The exercise: Report every line of the listing below that contains the string "window", copying each such line in full. The match is case-sensitive.

Dataset rows:
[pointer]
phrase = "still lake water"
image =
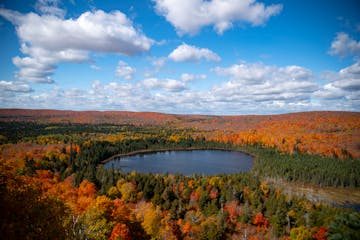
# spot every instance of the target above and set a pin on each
(207, 162)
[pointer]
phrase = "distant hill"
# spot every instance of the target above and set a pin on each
(329, 133)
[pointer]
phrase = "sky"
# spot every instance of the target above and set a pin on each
(213, 57)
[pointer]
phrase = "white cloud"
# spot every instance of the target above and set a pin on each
(186, 77)
(344, 85)
(95, 67)
(188, 53)
(168, 85)
(246, 88)
(343, 45)
(189, 16)
(9, 86)
(50, 7)
(124, 70)
(267, 84)
(48, 40)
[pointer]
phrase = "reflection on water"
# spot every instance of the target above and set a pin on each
(207, 162)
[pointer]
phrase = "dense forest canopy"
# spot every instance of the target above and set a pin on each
(53, 184)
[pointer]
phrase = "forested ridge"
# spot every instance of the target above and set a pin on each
(53, 173)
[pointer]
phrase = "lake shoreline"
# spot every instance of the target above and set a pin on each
(171, 149)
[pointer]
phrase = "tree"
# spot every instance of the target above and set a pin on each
(345, 226)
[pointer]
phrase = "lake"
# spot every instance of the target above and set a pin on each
(207, 162)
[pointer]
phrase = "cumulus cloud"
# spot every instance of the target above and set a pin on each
(50, 7)
(124, 70)
(8, 86)
(343, 85)
(344, 45)
(189, 53)
(169, 85)
(246, 88)
(186, 77)
(189, 16)
(91, 32)
(261, 83)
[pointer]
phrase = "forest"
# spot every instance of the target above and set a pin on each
(53, 184)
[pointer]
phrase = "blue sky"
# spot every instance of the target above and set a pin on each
(225, 57)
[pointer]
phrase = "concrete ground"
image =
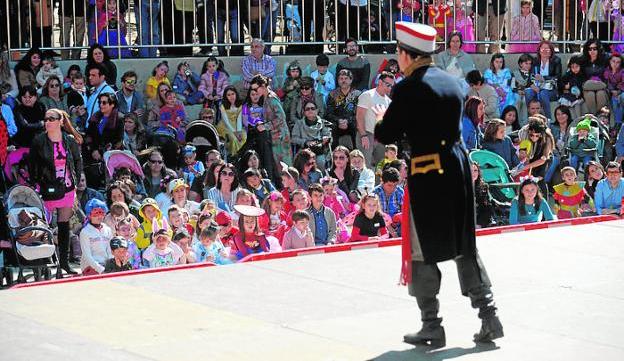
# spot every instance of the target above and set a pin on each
(560, 294)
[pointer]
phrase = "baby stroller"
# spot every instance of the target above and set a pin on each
(204, 136)
(502, 189)
(116, 159)
(31, 236)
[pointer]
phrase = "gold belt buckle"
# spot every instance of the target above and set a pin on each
(426, 163)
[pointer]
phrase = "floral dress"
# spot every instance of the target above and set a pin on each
(501, 82)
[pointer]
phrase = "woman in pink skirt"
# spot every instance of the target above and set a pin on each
(55, 165)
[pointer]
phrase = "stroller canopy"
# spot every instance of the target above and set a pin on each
(115, 159)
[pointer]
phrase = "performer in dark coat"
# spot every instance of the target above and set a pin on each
(439, 211)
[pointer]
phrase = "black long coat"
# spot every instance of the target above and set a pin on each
(427, 108)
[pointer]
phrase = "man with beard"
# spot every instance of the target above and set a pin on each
(357, 64)
(439, 211)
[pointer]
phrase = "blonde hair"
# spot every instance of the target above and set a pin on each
(67, 125)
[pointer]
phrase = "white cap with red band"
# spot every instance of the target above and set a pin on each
(416, 37)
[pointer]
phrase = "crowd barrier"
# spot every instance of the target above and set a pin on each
(176, 26)
(328, 249)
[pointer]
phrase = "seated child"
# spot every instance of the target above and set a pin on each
(390, 155)
(148, 212)
(274, 221)
(332, 200)
(183, 239)
(569, 195)
(162, 252)
(125, 230)
(582, 146)
(369, 224)
(520, 170)
(209, 248)
(299, 235)
(227, 230)
(250, 239)
(94, 239)
(48, 68)
(173, 116)
(186, 83)
(120, 261)
(192, 167)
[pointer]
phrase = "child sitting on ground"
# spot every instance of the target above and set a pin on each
(192, 167)
(369, 224)
(183, 239)
(582, 145)
(120, 261)
(299, 235)
(94, 239)
(125, 230)
(162, 252)
(209, 248)
(569, 196)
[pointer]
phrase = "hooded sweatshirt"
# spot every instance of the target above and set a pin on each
(144, 233)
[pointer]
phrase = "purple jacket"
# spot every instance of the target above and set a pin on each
(206, 84)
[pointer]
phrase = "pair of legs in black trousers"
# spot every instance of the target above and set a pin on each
(474, 283)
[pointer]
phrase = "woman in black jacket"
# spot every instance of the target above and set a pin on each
(28, 116)
(55, 165)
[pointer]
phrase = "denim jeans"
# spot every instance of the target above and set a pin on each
(544, 96)
(574, 159)
(617, 104)
(234, 29)
(552, 168)
(150, 27)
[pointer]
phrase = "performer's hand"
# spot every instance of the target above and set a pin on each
(379, 110)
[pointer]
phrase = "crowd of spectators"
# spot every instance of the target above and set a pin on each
(299, 165)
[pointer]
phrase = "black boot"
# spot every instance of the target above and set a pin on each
(63, 243)
(432, 333)
(491, 327)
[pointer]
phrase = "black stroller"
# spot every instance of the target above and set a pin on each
(204, 136)
(30, 234)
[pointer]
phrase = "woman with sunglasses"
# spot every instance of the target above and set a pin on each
(105, 129)
(55, 165)
(311, 132)
(155, 172)
(52, 96)
(28, 115)
(594, 64)
(305, 163)
(542, 145)
(306, 94)
(348, 177)
(224, 193)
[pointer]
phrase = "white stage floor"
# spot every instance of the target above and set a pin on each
(560, 294)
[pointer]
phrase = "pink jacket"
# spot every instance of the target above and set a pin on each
(206, 84)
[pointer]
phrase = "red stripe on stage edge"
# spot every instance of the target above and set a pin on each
(414, 32)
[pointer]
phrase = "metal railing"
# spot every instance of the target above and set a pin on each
(145, 28)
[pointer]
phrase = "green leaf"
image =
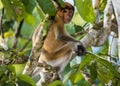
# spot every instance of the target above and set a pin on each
(8, 9)
(93, 70)
(47, 7)
(16, 68)
(29, 5)
(107, 64)
(29, 19)
(56, 83)
(104, 74)
(24, 80)
(87, 59)
(40, 12)
(78, 77)
(85, 10)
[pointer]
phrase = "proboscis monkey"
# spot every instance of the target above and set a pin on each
(58, 46)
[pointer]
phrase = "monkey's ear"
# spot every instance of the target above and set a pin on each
(81, 50)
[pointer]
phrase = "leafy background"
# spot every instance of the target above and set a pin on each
(19, 21)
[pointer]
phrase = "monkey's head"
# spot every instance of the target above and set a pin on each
(66, 13)
(80, 50)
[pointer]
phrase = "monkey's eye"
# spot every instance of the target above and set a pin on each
(65, 10)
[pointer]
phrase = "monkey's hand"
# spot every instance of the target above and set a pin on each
(80, 50)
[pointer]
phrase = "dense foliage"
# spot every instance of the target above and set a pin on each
(19, 18)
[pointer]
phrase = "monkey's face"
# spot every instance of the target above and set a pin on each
(68, 12)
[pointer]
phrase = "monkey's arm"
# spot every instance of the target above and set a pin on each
(60, 34)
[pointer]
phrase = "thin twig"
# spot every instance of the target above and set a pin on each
(17, 34)
(1, 27)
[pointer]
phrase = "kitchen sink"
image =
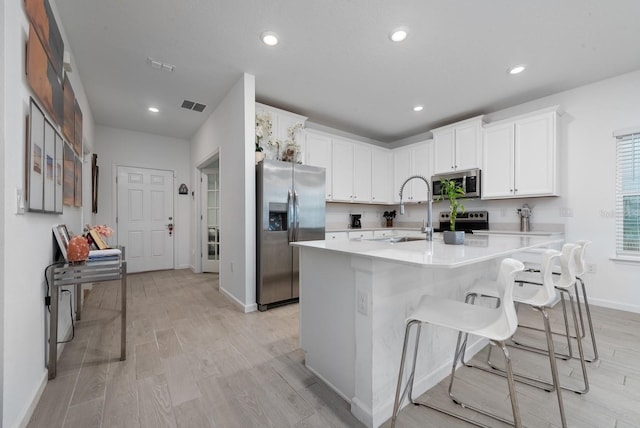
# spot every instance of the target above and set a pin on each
(396, 239)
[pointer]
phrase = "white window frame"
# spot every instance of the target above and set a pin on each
(628, 194)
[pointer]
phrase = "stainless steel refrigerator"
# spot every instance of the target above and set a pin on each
(290, 202)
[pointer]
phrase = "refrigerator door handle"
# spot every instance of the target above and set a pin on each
(290, 216)
(296, 210)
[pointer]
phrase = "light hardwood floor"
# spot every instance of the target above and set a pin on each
(194, 360)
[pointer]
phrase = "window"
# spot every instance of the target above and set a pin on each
(628, 194)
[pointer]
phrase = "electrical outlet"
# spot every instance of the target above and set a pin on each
(363, 302)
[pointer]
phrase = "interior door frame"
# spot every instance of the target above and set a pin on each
(198, 221)
(114, 199)
(204, 188)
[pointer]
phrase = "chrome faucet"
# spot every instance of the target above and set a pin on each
(428, 228)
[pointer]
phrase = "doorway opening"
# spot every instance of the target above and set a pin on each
(210, 216)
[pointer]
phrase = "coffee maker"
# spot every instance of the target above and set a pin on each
(355, 221)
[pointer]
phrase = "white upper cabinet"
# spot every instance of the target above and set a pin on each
(281, 123)
(351, 171)
(381, 175)
(520, 156)
(458, 146)
(415, 159)
(318, 153)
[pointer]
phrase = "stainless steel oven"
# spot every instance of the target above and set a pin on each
(469, 180)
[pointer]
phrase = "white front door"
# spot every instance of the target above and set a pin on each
(210, 179)
(145, 217)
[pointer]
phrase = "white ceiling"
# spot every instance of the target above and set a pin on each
(335, 62)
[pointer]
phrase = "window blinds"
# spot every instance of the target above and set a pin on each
(628, 195)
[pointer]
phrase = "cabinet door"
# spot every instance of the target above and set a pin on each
(420, 165)
(535, 156)
(443, 151)
(381, 176)
(342, 170)
(401, 171)
(468, 148)
(361, 174)
(318, 153)
(497, 175)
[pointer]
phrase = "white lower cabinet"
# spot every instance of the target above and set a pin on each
(520, 157)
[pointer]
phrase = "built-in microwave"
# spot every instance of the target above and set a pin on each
(469, 180)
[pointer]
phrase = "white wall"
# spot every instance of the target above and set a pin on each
(119, 147)
(27, 239)
(2, 203)
(230, 132)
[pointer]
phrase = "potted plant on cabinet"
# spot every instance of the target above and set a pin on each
(389, 216)
(451, 190)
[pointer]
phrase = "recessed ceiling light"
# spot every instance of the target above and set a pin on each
(517, 69)
(269, 38)
(398, 35)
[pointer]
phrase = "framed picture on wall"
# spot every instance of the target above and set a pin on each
(48, 160)
(35, 167)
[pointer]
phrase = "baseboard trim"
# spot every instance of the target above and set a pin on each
(614, 305)
(28, 411)
(244, 308)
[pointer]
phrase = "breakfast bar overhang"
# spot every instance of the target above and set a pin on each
(356, 295)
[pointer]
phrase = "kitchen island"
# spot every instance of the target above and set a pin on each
(354, 299)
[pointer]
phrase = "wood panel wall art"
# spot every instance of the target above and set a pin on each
(43, 79)
(44, 23)
(77, 140)
(68, 127)
(77, 194)
(69, 175)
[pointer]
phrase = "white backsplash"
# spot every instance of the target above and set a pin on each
(547, 214)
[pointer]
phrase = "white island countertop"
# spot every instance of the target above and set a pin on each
(437, 254)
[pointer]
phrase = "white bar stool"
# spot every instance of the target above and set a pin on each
(580, 271)
(563, 283)
(539, 298)
(495, 324)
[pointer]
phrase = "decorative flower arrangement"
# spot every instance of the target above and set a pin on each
(102, 230)
(264, 135)
(389, 215)
(292, 148)
(264, 126)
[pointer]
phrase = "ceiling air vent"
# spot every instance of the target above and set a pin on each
(191, 105)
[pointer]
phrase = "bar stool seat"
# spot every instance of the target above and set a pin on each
(580, 270)
(539, 298)
(495, 324)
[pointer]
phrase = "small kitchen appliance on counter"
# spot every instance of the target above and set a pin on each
(524, 213)
(355, 221)
(467, 221)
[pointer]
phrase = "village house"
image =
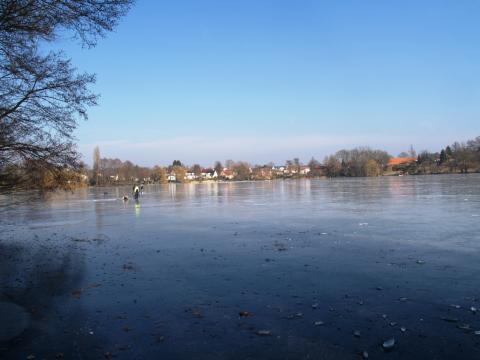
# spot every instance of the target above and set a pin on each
(227, 174)
(209, 174)
(191, 176)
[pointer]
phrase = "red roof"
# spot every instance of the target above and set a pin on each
(403, 160)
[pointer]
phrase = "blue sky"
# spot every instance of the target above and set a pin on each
(266, 80)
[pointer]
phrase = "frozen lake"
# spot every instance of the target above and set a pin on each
(322, 269)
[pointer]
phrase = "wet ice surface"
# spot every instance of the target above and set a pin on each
(264, 270)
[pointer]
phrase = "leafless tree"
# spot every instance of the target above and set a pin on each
(41, 95)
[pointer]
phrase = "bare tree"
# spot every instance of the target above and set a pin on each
(41, 95)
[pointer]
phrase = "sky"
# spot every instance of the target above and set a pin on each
(270, 80)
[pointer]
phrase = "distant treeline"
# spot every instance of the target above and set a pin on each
(358, 162)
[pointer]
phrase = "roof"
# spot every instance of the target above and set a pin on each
(401, 160)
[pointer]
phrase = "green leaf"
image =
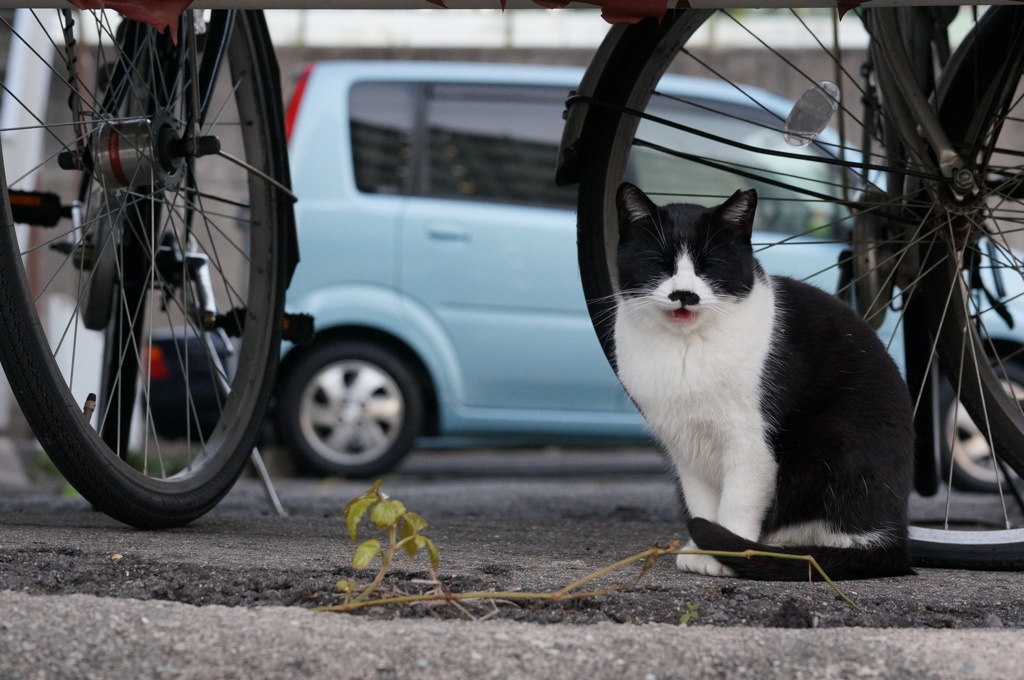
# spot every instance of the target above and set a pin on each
(433, 551)
(354, 512)
(690, 614)
(387, 513)
(416, 521)
(366, 552)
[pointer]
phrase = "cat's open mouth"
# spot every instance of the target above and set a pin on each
(683, 314)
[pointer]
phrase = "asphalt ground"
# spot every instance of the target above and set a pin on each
(230, 595)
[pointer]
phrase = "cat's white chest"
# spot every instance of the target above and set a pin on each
(700, 388)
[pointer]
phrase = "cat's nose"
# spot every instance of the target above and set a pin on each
(684, 298)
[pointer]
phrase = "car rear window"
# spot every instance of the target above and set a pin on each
(464, 141)
(495, 143)
(382, 119)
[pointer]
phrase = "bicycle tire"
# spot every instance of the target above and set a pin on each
(213, 239)
(616, 90)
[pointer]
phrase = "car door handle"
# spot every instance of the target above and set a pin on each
(448, 232)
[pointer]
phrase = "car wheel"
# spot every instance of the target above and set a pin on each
(966, 449)
(349, 408)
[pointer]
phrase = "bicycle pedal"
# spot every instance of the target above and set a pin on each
(37, 208)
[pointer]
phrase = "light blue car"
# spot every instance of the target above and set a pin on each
(438, 259)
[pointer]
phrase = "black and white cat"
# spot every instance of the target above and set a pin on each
(786, 421)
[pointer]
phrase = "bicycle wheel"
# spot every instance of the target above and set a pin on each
(860, 219)
(145, 257)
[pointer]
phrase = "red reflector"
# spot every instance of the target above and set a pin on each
(154, 357)
(293, 105)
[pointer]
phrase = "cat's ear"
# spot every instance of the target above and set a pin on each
(737, 212)
(634, 209)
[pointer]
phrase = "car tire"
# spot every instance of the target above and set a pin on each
(964, 445)
(349, 408)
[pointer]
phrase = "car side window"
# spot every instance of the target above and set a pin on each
(491, 142)
(382, 118)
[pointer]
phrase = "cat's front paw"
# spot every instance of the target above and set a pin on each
(705, 564)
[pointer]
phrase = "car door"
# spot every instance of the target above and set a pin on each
(488, 245)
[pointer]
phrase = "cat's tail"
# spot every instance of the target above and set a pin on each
(837, 562)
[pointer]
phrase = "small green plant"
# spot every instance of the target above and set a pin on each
(404, 530)
(690, 614)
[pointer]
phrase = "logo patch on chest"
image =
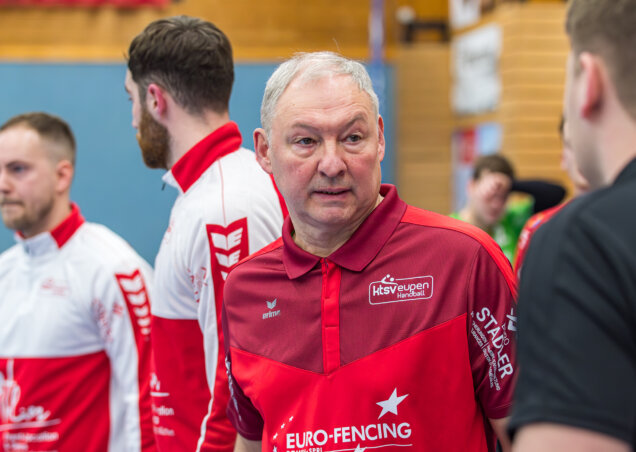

Output for this exercise:
phrase = "white window frame"
phrase = "window"
phrase = "window blinds"
phrase = "car rear window"
phrase = "car side window"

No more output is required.